begin READING TEXT

ZT Lunchbox

Sunday, October 24, 2010| by Will Chen

For many of us, the huge stacks of the days of yore are overkill to the nth degree. We yearn for a compact solution for grab and go jams and the less than arena (ie coffee house and/or restaurant) sized venues we play. Others love the variety of dirtboxes and effects on the market and are searching for high headroom, clean targets for our aural debauchery. ZT amplification hopes to fill these needs with the ZT Lunchbox boasting the tagline: “The Loudest Little Amps in the World”. Let’s put that claim to the test!

The ZT Lunchbox is the size of…well, a lunchbox. I mean that literally, it’s a tiny fellow measuring 7.5" x 9.8" x 4.4" and weighing a diminutive 9.5 lbs. The silver finish and wire mesh grill are cute in an industrially utilitarian way alluding to cartoonish images of construction workers sitting on girders eating lunch out of a tin box. The top mounted control panel is stripped back including ambience, tone, volume, and gain controls while the back of the amp features an additional speaker output, headphone output, aux line in, and a switch to defeat the internal speaker. Marketing of the amp boasts a whopping 200 watts into the unit’s proprietary 6” speaker. That’s a bold claim…

I put the Lunchbox through the paces primarily using a SX SST57 with Rose Pickups and Highland Royal (335 copy) with GFS pickups. With the tone and gain controls set to noon and volume around 8 o’clock, the amp has a full mid range with great presence handling the chime of single coils and girth of humbuckers nicely favoring neither over the other. Impressive, as these two guitar are night and day tonally and I nearly always need to make fairly large adjustments when swapping between them. That’s not to say adjustments aren’t necessary to bring the best out of both guitars, but the tighter low end of the amp absolutely resists mud while a nice upper mid range clarity allows plenty of spank without ear piercing highs. I punched up the volume to see how loud the amp can really get and whether or not it’s actually pushing 200 watts of power is irrelevant as the ZT Lunchbox pushes way more volume than its tiny size appears to be able, more than enough for rehearsals and small gigs. Very impressive!

I must say, the ZT Lunchbox is an extremely impressive amp. Once you get past the awe of how much volume is coming from such a small package, you’ll find its putting out some solid tones as well.

end READING TEXT
begin EXTRACTED MATERIAL

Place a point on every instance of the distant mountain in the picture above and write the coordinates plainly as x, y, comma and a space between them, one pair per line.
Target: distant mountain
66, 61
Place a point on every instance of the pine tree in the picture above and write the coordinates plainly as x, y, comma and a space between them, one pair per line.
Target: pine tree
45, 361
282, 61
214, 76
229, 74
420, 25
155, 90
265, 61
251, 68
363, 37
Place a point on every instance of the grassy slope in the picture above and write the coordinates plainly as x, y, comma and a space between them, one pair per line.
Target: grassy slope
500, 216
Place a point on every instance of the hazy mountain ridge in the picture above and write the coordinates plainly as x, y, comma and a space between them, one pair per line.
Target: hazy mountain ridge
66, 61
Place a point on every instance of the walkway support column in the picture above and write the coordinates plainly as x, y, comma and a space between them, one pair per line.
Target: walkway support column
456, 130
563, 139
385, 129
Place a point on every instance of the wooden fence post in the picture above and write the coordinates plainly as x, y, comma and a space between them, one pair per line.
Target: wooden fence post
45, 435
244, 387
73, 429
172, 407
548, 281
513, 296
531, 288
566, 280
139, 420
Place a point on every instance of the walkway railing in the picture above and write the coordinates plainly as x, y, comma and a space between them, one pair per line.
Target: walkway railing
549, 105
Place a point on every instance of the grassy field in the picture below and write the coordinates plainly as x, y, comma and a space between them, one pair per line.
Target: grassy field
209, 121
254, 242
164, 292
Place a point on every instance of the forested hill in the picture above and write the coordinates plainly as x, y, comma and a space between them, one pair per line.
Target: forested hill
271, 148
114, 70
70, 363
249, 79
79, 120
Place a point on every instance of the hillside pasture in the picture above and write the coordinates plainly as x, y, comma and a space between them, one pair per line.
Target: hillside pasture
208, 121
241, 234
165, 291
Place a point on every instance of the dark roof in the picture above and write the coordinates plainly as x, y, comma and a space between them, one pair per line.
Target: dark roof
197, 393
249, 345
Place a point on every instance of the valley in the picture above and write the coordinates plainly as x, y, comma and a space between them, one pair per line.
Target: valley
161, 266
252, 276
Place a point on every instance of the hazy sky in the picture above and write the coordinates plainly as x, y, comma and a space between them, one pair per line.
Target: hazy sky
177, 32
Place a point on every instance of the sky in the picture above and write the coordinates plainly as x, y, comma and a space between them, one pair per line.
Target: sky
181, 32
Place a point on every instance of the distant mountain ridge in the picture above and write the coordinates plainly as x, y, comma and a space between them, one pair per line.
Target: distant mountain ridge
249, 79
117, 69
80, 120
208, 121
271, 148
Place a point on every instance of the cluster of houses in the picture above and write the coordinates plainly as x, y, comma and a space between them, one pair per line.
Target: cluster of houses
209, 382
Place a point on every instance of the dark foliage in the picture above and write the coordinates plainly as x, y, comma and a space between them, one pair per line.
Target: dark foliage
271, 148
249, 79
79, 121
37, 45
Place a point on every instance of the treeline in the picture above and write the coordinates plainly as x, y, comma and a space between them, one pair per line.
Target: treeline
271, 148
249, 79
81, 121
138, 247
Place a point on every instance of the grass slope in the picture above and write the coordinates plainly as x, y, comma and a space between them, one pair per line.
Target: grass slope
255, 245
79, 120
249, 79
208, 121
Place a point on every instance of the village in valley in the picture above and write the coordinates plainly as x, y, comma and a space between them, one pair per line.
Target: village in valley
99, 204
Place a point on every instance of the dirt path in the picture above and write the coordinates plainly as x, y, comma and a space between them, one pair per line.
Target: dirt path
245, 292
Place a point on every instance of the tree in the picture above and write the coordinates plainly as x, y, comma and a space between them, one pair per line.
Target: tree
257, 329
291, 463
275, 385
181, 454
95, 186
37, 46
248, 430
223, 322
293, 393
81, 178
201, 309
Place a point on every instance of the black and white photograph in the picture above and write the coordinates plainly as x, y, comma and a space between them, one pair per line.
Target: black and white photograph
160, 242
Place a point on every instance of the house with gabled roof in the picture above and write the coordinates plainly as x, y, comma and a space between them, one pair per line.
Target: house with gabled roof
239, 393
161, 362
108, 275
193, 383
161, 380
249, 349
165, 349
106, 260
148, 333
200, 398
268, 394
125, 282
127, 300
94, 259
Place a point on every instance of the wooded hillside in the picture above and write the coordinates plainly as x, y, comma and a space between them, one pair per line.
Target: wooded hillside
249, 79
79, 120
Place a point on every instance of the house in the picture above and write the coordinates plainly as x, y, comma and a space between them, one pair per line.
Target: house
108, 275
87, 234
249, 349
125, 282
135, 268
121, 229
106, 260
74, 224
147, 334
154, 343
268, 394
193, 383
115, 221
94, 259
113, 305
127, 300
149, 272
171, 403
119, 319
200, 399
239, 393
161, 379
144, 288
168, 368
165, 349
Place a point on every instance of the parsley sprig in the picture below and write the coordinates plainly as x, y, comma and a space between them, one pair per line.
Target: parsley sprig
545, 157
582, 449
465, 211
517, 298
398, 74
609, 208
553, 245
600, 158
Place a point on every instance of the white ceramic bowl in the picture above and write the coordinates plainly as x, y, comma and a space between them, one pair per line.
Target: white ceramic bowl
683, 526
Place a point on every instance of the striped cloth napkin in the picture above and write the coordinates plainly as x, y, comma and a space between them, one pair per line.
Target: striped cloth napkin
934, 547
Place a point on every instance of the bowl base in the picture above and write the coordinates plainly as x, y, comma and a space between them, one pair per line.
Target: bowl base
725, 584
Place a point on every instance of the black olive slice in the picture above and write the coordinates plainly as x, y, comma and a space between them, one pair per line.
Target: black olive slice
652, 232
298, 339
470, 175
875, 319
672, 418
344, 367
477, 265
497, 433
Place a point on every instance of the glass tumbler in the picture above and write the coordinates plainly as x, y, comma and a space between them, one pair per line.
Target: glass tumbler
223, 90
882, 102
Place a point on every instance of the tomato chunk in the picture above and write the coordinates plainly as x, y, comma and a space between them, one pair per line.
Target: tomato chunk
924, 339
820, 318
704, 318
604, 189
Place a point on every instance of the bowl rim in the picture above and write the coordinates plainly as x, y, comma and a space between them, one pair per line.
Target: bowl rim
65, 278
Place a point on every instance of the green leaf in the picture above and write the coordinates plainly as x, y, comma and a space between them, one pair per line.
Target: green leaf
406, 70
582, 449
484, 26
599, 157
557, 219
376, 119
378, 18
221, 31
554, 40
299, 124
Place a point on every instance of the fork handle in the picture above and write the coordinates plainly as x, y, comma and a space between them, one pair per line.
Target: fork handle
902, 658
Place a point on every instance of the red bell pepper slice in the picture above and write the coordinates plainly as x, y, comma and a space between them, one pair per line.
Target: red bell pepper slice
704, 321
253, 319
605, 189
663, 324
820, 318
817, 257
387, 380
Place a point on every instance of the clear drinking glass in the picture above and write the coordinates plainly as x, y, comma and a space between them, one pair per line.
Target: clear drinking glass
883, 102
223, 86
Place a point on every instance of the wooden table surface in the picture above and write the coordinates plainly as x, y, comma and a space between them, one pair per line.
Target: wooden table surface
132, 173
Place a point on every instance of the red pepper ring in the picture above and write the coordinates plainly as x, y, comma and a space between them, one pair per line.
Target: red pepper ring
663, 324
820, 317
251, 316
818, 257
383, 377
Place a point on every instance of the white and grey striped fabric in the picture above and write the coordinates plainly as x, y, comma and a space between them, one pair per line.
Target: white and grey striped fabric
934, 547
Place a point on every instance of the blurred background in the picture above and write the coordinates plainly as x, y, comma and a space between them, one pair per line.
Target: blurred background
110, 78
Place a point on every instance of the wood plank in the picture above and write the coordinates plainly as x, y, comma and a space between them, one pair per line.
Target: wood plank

end EXTRACTED MATERIAL

### REQUIRED ACTIONS
1 > Reproduce the stretch of the amp review from "For many of" through "to the test!", swapping "overkill" for "too much".
2 > Condense the paragraph of the amp review that begins "The ZT Lunchbox is the size of" into a short bulleted list of its main facts.

### EXERCISE RESPONSES
1 >
For many of us, the huge stacks of the days of yore are too much to the nth degree. We yearn for a compact solution for grab and go jams and the less than arena (ie coffee house and/or restaurant) sized venues we play. Others love the variety of dirtboxes and effects on the market and are searching for high headroom, clean targets for our aural debauchery. ZT amplification hopes to fill these needs with the ZT Lunchbox boasting the tagline: “The Loudest Little Amps in the World”. Let’s put that claim to the test!

2 >
- Size: 7.5" x 9.8" x 4.4", weighing 9.5 lbs
- Look: silver finish and wire mesh grill with an industrial style
- Top panel controls: ambience, tone, volume, and gain
- Back panel: an additional speaker output, headphone output, aux line in, and a switch to defeat the internal speaker
- Claimed power: 200 watts into its proprietary 6" speaker